== Assignment ==
Reproduce every record verbatim but drop the pictures.

== Records to process ==
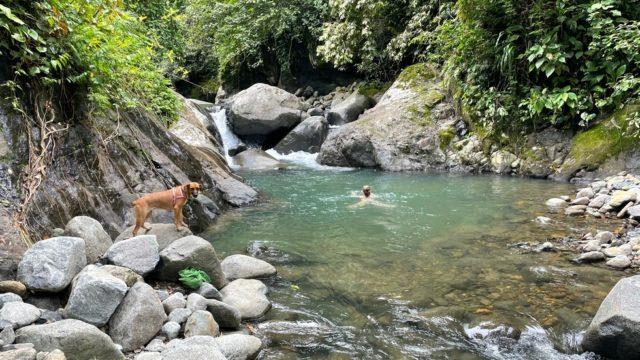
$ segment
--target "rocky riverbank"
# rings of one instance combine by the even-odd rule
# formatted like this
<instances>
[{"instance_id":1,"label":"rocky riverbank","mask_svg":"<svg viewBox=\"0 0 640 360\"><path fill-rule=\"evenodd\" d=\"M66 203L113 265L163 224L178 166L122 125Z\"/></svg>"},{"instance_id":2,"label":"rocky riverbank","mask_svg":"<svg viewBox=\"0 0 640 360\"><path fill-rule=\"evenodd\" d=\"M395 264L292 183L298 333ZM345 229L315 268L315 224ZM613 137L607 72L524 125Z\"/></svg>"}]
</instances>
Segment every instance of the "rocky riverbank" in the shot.
<instances>
[{"instance_id":1,"label":"rocky riverbank","mask_svg":"<svg viewBox=\"0 0 640 360\"><path fill-rule=\"evenodd\" d=\"M0 281L0 358L256 358L262 341L245 324L269 311L258 279L276 269L241 254L220 261L189 230L151 226L153 233L125 231L112 241L80 216L28 249ZM178 282L186 268L211 281L187 290Z\"/></svg>"}]
</instances>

== Response to this exercise ==
$ segment
--target "rocky riverbank"
# rings of one instance combine by the even-odd rule
# formatted like this
<instances>
[{"instance_id":1,"label":"rocky riverbank","mask_svg":"<svg viewBox=\"0 0 640 360\"><path fill-rule=\"evenodd\" d=\"M66 203L113 265L163 224L178 166L122 125Z\"/></svg>"},{"instance_id":2,"label":"rocky riverbank","mask_svg":"<svg viewBox=\"0 0 640 360\"><path fill-rule=\"evenodd\" d=\"M395 264L292 183L298 333ZM345 229L315 268L315 224ZM613 137L607 72L524 125Z\"/></svg>"}]
</instances>
Segment every instance of the "rocky riverbank" in the shot.
<instances>
[{"instance_id":1,"label":"rocky riverbank","mask_svg":"<svg viewBox=\"0 0 640 360\"><path fill-rule=\"evenodd\" d=\"M0 281L0 358L256 358L262 341L245 324L269 311L258 279L276 269L241 254L220 261L189 230L151 226L153 233L125 231L112 241L80 216L28 249ZM178 282L186 268L211 281L187 290Z\"/></svg>"}]
</instances>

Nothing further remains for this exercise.